Print every one of the rows below without changing a single character, keeping each line in its original order.

=-=-=

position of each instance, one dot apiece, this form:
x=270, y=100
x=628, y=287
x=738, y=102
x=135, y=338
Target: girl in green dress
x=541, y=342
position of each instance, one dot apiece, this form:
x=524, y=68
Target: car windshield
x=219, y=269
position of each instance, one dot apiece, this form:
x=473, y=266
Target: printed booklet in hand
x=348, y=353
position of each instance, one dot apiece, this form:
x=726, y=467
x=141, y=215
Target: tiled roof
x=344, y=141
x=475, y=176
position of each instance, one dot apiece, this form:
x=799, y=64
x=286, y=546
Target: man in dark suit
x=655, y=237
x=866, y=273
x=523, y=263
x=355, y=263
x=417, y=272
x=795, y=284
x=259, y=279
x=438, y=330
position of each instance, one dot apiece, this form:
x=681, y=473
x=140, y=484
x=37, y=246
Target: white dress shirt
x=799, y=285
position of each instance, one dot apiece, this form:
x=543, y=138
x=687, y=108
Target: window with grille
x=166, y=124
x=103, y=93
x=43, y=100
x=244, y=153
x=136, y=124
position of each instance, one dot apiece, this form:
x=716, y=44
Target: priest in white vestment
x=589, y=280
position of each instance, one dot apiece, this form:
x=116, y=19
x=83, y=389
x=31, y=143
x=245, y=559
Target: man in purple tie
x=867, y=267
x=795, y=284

=-=-=

### In response
position of each instance, one dot apiece, this form:
x=270, y=100
x=628, y=287
x=738, y=102
x=135, y=338
Target: girl in green dress
x=541, y=342
position of each instance, one dot apiece, this form:
x=524, y=68
Target: car windshield
x=219, y=269
position of each instance, one dot apiece, this form:
x=473, y=266
Target: printed booklet in hand
x=348, y=353
position of each instance, one dot apiece, this form:
x=726, y=467
x=141, y=215
Target: tiled roof
x=344, y=141
x=475, y=176
position of each instance, one dot apiece, this form:
x=799, y=64
x=286, y=546
Target: man in dark suit
x=655, y=237
x=866, y=273
x=523, y=263
x=355, y=263
x=417, y=272
x=795, y=284
x=259, y=279
x=438, y=330
position of each instance, one dot apiece, this form:
x=681, y=473
x=140, y=484
x=37, y=246
Target: white dress shirt
x=799, y=285
position of each instance, one dot apiece, this form:
x=543, y=138
x=687, y=108
Target: window with grille
x=166, y=124
x=103, y=93
x=43, y=100
x=244, y=153
x=136, y=124
position of each instance, one dot apiece, this form:
x=716, y=44
Target: priest in white vestment
x=589, y=280
position of each instance, one dot apiece, this form:
x=116, y=19
x=83, y=389
x=31, y=143
x=245, y=559
Target: man in purple tie
x=867, y=267
x=795, y=284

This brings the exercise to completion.